TEXTE >>
Ancien recteur du Sanctuaire Notre-Dame de Lourdes, le Père André Cabes est aujourd’hui aumônier de la Maison Saint-Frai à Tarbes et exorciste diocésain. Avec foi, il nous répond sur le sens de la vie, et sur la manière dont nous pouvons accueillir la joie, selon les mots de Simone Weil : « On ne possède que ce à quoi on renonce. Ce à quoi on ne renonce pas nous échappe. En ce sens, on ne peut posséder quoi que ce soit sans passer par Dieu. »

Entretien :

Dans le livre « L’homme selon le Christ », de P. Lorigiola, on peut lire ceci : « Toute joie suppose un renoncement préalable. » Comment le comprendre ?

CONSIGNES >>
a) D'après le texte sur le Père André Cabes, quelle fonction a-t-il occupée auparavant ?
b) Réécrivez plus brièvement le paragraphe du texte qui commence par « Ancien recteur du Sanctuaire », en gardant ses faits principaux.
c) Poursuivez l'entretien avec le Père André Cabes en commençant juste après la dernière question du texte.

Lignes de données d'annotation par boîtes
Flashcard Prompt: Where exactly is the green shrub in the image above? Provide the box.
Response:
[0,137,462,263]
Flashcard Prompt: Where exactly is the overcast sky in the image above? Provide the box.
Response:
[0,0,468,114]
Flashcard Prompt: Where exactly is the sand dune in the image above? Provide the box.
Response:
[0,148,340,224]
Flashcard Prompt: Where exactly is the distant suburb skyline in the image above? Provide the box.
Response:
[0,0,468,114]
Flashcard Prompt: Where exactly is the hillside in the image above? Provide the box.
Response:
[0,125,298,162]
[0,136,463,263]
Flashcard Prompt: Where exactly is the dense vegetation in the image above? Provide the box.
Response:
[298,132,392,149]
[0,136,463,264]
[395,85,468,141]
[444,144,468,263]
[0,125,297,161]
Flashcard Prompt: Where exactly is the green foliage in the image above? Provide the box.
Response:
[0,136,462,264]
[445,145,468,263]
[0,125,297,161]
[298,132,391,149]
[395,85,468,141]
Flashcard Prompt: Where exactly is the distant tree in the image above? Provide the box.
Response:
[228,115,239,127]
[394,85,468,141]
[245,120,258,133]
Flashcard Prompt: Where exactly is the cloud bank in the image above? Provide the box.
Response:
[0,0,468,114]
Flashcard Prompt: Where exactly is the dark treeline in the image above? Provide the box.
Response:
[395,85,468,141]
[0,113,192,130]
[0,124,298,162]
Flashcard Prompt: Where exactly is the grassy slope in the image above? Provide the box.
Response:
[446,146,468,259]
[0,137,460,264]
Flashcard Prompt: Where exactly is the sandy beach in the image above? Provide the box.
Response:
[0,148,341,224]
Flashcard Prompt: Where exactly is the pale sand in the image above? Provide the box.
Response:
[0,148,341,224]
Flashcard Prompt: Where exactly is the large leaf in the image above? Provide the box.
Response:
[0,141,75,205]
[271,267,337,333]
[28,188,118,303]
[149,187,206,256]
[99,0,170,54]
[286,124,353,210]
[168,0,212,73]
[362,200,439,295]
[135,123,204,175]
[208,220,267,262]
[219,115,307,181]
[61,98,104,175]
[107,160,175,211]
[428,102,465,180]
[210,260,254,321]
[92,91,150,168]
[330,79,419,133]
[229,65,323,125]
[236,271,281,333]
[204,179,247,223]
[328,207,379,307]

RÉPONSES >>
a) Il était recteur du Sanctuaire Notre-Dame de Lourdes.

b) Le Père André Cabes, ancien recteur du Sanctuaire Notre-Dame de Lourdes, est aujourd'hui aumônier de la Maison Saint-Frai à Tarbes et exorciste diocésain. Il répond sur le sens de la vie et sur l'accueil de la joie, en s'appuyant sur une pensée de Simone Weil : on ne possède que ce à quoi on renonce, et l'on ne peut rien posséder sans passer par Dieu.

c)
Cette parole me fait penser à la Vierge Marie qui est « pleine de grâce », et par conséquent « vide » de tout ce qui n’est pas la grâce. Si notre cœur est occupé, encombré, il ne peut pas recevoir Dieu qui se donne. Marie est cette petite femme qui n’appartient qu’à Dieu. Il déborde dans les cœurs qu’Il veut rejoindre. Le Père Joseph Bordes disait que le Bon Dieu aime les grottes, car il y a un creux, un vide. Dieu est plénitude, et Il peut remplir ce qui est vide, c’est-à-dire les cœurs disponibles.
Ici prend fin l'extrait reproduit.